##### TEXT SHOWN
The National Register portal, in a commentary by Joseph Pearce dated May 11, 2026, presents a literary and historical panorama of women he terms “femmes formidables”—women of faith and virtue contrasted against the “femme fatale.” Pearce invokes figures from Scripture, Homer, Dante, Shakespeare, and Catholic hagiography, culminating in a litany that includes saints, literary heroines, and modern Catholic writers. The article is rhetorically polished and superficially orthodox, yet beneath its veneer of Catholic appreciation lies a telling silence: the absence of any reference to the Church’s present crisis, the obligation of the faithful to resist the conciliar apostasy, and the supernatural duty of Catholic women in an age of universal ecclesiastical collapse. The piece functions as a comfortable exercise in literary nostalgia, precisely the kind of spiritual escapism that enables the faithful to admire dead heroines while ignoring the living catastrophe of the Church.
The Archetype Without the Battle: Mary in a Vacuum
Pearce correctly identifies the Blessed Virgin Mary as the “archetypal femme formidable,” the New Eve who undoes the wickedness of the Old Eve. This is sound Catholic theology, and one would expect such an observation to lead naturally to a discussion of the Church’s present need for Marian devotion, consecration, and the prophetic warnings given at authentic apparitions approved by the pre-conciliar Magisterium. Yet Pearce stops at the archetype. He offers Mary as a literary and poetic figure rather than as the Regina Apostolorum, the Queen of the Apostles, whose Immaculate Heart the Church has been commanded to honor and whose intercession is the last refuge of the faithful in times of apostasy.
The omission is not accidental. To speak of Mary as the New Eve in the present hour would necessarily require addressing the abomination of desolation that has taken possession of the Vatican structures since 1962—the systematic dismantling of her devotions, the suppression of the Rosary in favor of ecumenical prayer services, and the replacement of her image with the idols of modernist “inclusion.” Pius XI, in Quas Primas, declared that the reign of Christ the King encompasses all nations and all individuals, and that “there is no other name under heaven given to men by which we must be saved” (Acts 4:12). Mary’s role is inseparable from this reign. To praise her archetype while remaining silent about the structures that have dethroned her Son is to offer a bouquet of flowers to a corpse.
##########
##### ENTRIES
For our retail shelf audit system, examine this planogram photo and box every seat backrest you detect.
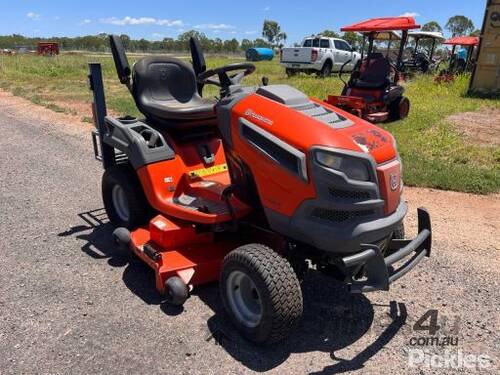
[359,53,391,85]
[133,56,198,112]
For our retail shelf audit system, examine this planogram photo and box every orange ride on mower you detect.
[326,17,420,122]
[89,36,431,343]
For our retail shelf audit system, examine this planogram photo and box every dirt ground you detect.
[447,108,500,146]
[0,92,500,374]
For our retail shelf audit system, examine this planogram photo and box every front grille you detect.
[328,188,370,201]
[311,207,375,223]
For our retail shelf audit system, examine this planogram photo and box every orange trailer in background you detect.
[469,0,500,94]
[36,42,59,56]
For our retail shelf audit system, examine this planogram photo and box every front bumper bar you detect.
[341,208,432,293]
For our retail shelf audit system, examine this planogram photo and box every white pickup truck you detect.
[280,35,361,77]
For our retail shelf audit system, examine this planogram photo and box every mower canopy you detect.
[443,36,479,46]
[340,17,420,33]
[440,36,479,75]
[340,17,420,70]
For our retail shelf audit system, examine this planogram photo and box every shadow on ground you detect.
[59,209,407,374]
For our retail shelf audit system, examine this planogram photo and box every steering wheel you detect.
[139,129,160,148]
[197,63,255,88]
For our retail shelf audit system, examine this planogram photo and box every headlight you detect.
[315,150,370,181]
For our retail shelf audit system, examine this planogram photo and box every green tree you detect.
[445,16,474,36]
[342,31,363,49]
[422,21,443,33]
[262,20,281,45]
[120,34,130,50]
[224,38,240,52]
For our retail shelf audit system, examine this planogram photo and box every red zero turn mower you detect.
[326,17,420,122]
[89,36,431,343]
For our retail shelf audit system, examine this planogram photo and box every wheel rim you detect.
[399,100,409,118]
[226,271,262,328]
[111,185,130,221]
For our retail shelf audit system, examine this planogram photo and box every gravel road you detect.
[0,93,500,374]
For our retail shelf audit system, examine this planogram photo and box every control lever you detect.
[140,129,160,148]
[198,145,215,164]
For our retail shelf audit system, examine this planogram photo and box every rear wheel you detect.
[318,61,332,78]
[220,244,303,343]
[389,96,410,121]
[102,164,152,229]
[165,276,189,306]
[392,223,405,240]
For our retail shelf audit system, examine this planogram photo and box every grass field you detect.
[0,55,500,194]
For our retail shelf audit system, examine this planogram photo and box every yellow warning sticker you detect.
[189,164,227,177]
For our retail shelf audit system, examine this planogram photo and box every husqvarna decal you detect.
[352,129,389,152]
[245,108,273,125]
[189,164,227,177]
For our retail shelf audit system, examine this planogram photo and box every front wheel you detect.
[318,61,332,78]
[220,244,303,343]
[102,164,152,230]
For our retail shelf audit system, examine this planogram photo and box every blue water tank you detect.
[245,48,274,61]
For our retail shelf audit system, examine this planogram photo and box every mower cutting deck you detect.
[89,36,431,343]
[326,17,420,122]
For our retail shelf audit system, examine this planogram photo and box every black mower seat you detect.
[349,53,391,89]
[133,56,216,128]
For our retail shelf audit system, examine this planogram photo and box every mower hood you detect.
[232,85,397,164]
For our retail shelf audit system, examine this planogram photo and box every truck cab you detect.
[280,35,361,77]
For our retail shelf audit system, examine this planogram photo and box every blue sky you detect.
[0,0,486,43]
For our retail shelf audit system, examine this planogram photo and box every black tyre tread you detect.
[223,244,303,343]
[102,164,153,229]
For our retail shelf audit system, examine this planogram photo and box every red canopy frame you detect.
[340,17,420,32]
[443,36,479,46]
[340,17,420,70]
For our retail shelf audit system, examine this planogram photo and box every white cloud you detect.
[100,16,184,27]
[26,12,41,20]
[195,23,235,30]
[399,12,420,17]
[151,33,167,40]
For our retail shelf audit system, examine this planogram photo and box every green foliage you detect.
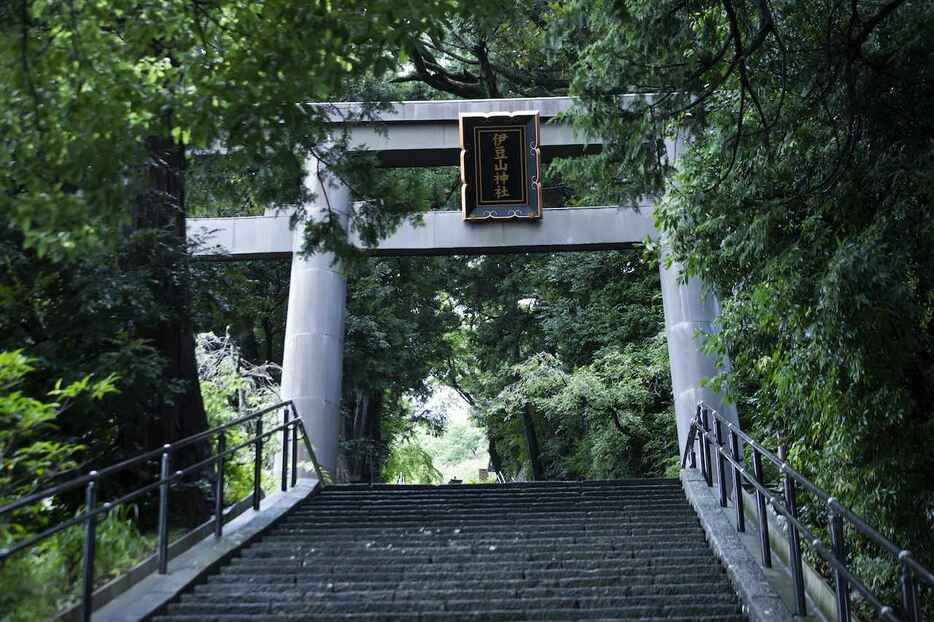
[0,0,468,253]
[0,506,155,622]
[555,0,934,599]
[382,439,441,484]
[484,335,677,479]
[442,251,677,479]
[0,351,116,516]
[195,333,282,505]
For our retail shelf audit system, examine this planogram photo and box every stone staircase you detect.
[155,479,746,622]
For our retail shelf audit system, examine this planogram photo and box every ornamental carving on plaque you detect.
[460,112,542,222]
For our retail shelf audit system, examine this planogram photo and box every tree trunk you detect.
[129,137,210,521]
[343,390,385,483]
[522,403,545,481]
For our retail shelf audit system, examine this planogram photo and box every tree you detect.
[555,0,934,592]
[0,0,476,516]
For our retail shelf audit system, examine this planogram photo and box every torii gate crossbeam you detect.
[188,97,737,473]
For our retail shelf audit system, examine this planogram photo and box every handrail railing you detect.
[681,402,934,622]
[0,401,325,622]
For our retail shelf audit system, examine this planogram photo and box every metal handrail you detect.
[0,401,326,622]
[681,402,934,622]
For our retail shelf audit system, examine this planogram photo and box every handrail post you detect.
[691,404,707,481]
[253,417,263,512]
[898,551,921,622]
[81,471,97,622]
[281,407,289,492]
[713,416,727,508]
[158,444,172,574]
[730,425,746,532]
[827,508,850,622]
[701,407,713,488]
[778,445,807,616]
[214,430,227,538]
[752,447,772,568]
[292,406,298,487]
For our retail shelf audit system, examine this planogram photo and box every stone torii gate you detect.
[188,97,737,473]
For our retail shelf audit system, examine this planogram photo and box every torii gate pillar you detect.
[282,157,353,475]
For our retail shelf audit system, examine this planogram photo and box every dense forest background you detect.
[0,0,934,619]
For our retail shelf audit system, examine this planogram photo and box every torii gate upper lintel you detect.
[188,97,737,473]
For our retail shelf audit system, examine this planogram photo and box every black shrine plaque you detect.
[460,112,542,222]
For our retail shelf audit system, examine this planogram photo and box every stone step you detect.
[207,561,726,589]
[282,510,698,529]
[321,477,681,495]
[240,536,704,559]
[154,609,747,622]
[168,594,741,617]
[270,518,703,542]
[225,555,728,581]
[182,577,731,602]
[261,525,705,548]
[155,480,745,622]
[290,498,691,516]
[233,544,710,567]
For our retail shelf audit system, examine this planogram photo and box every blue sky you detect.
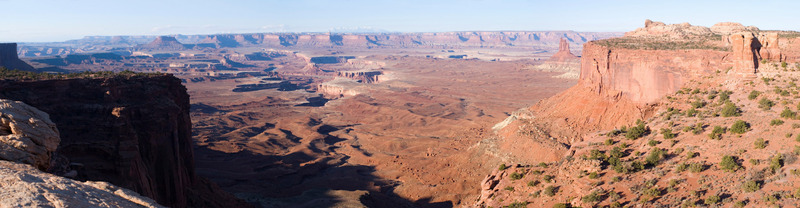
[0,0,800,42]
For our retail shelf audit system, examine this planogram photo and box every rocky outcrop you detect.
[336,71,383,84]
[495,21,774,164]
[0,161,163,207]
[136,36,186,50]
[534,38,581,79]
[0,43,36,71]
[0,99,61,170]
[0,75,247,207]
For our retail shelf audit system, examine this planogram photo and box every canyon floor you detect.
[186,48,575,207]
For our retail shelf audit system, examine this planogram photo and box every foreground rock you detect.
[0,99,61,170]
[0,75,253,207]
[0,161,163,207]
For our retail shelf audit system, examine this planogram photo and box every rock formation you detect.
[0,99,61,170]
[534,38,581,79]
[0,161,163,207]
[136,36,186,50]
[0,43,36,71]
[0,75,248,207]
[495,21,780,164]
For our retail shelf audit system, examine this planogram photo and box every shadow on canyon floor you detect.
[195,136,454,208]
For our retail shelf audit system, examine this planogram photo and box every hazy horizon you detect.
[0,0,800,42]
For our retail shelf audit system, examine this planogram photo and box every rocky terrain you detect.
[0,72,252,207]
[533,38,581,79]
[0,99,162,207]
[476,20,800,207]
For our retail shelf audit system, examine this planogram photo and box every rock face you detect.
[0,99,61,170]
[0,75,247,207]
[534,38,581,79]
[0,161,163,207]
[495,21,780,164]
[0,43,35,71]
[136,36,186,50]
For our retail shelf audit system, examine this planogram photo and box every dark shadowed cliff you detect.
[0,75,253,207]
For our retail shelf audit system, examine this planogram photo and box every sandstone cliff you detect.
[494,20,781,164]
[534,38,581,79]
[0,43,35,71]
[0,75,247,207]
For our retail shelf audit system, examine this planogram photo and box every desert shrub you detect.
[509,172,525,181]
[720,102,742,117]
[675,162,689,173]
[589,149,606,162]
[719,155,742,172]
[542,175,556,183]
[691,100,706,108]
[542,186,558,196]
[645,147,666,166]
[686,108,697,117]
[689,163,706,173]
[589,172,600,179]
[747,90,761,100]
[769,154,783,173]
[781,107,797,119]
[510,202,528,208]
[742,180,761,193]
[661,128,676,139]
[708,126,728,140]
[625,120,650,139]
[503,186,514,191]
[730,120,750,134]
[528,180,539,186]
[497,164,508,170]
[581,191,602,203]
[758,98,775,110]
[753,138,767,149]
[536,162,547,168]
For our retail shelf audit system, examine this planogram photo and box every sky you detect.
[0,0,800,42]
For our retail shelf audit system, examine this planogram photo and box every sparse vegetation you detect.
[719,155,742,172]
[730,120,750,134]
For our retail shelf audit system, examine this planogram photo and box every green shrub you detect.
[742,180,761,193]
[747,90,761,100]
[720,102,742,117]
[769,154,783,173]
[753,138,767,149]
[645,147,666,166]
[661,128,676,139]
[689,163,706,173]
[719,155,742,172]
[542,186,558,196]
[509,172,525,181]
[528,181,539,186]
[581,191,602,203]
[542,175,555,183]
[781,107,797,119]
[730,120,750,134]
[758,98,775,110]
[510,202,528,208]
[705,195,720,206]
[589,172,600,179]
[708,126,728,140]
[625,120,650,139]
##########
##### ENTRIES
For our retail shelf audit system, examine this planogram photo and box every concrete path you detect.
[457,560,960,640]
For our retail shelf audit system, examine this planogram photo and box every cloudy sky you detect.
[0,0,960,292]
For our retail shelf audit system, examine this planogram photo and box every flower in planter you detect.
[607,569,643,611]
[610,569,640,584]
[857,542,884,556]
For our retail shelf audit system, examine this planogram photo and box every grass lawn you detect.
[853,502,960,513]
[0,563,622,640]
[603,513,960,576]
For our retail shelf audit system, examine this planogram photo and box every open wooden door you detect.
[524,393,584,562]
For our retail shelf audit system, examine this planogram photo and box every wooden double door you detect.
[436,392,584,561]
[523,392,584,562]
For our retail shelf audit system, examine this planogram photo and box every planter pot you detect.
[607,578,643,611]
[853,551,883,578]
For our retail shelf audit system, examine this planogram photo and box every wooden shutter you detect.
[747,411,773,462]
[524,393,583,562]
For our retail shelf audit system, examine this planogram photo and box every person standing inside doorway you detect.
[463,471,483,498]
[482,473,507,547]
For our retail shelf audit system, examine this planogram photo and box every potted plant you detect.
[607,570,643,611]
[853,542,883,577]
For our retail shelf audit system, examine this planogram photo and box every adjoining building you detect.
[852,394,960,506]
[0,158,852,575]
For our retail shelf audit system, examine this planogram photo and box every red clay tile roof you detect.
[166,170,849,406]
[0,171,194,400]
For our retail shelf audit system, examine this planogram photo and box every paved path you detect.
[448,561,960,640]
##########
##### ENTRIES
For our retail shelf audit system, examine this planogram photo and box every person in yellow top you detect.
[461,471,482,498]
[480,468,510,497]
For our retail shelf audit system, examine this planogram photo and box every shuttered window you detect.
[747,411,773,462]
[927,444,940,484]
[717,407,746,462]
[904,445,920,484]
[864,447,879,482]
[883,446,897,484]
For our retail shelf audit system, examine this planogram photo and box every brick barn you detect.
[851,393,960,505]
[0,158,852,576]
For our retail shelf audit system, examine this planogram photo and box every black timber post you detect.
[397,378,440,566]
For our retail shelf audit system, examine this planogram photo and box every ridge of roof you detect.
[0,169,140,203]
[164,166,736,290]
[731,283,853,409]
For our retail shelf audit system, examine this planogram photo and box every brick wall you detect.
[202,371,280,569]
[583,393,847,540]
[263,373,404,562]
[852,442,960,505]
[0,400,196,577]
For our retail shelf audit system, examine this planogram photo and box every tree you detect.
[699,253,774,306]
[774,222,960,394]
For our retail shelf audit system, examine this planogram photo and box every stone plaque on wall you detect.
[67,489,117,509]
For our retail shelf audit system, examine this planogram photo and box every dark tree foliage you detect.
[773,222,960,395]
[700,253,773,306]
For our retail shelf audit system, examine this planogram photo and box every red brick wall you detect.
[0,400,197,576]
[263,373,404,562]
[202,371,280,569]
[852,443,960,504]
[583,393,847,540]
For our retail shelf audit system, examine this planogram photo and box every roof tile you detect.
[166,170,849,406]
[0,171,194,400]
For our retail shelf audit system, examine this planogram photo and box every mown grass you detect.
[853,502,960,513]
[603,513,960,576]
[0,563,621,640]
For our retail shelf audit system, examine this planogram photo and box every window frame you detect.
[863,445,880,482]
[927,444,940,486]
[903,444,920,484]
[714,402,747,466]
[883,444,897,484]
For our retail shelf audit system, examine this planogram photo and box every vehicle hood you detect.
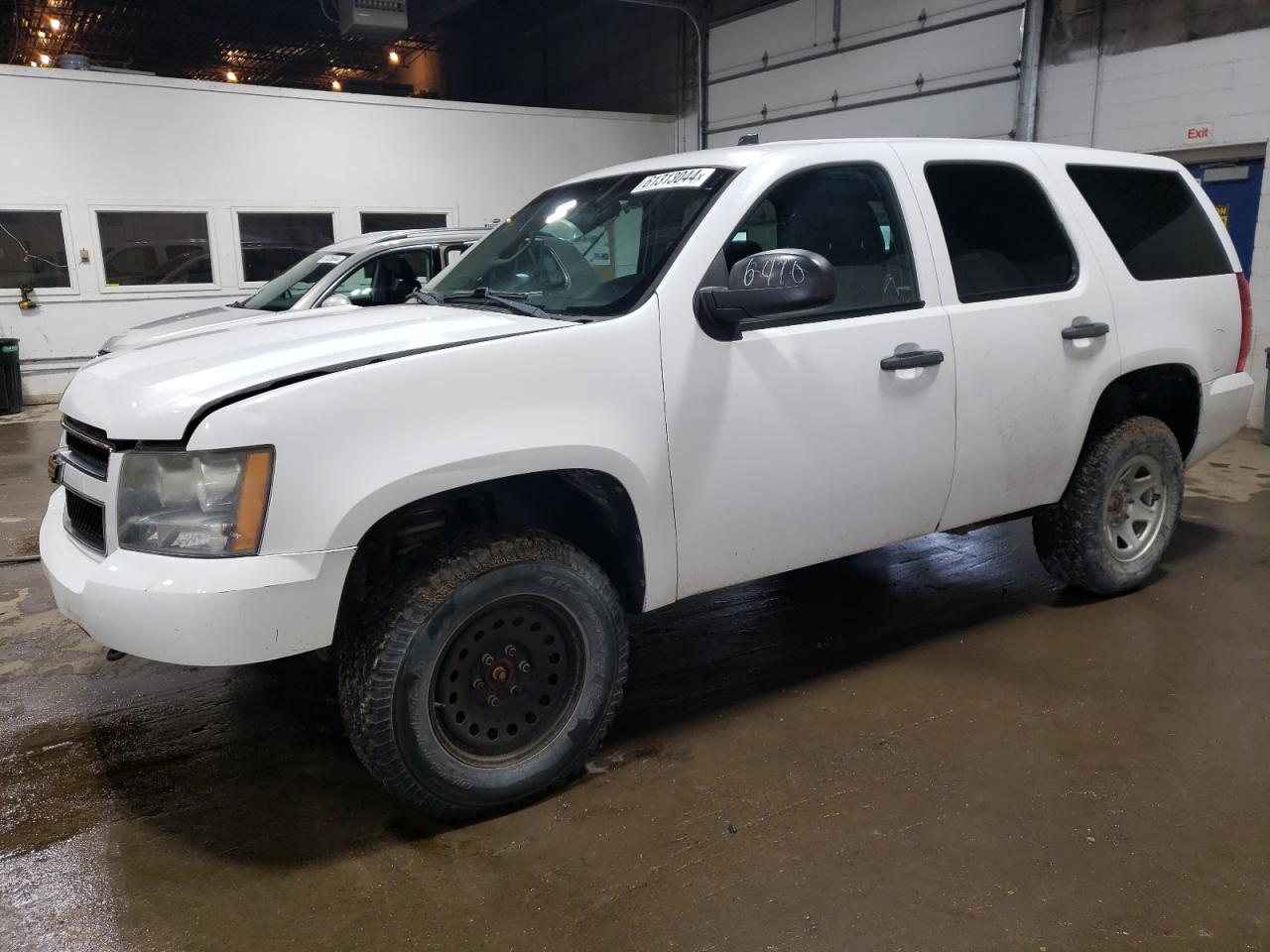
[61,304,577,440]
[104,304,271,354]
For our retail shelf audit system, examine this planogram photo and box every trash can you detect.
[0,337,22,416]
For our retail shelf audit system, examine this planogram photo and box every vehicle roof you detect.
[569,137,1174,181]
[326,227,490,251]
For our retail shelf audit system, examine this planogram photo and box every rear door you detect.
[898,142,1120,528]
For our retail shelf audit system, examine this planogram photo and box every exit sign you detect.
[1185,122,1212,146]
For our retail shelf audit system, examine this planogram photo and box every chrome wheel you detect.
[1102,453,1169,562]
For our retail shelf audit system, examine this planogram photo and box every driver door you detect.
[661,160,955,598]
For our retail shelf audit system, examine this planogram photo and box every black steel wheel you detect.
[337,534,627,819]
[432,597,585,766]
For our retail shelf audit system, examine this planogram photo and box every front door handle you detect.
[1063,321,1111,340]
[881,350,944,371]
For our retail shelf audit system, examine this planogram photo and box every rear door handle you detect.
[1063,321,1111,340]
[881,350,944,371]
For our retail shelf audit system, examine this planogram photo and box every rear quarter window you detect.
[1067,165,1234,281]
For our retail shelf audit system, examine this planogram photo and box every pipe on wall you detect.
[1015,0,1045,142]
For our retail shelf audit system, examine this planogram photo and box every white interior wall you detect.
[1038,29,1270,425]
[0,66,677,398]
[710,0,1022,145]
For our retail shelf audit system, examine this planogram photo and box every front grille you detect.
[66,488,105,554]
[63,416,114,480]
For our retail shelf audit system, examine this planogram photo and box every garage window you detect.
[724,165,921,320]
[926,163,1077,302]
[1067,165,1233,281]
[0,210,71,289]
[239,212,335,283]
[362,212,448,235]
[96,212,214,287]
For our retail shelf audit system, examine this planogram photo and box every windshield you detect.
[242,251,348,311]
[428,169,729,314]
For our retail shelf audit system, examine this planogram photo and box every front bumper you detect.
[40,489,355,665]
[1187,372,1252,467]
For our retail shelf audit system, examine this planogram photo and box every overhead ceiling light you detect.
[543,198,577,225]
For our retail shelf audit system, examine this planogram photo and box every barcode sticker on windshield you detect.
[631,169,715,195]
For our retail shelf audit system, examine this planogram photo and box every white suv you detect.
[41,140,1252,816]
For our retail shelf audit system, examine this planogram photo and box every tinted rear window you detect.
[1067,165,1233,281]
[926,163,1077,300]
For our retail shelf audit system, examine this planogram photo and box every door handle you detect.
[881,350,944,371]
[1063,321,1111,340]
##########
■ EXERCISE TASK ■
Decide whether each statement agrees with the commentary on Joseph Pearce's article, answering yes or no and quoting the exact words of the commentary that settle it: (a) Pearce's article is dated May 11, 2026. (b) Pearce presents Mary as the Queen of the Apostles. (c) The commentary cites Pius XI's Quas Primas. The records have no connection to the text.

■ RESPONSE TO THIS TASK ■
(a) Yes: "in a commentary by Joseph Pearce dated May 11, 2026"
(b) No: "He offers Mary as a literary and poetic figure rather than as the Regina Apostolorum, the Queen of the Apostles"
(c) Yes: "Pius XI, in Quas Primas, declared that the reign of Christ the King encompasses all nations and all individuals"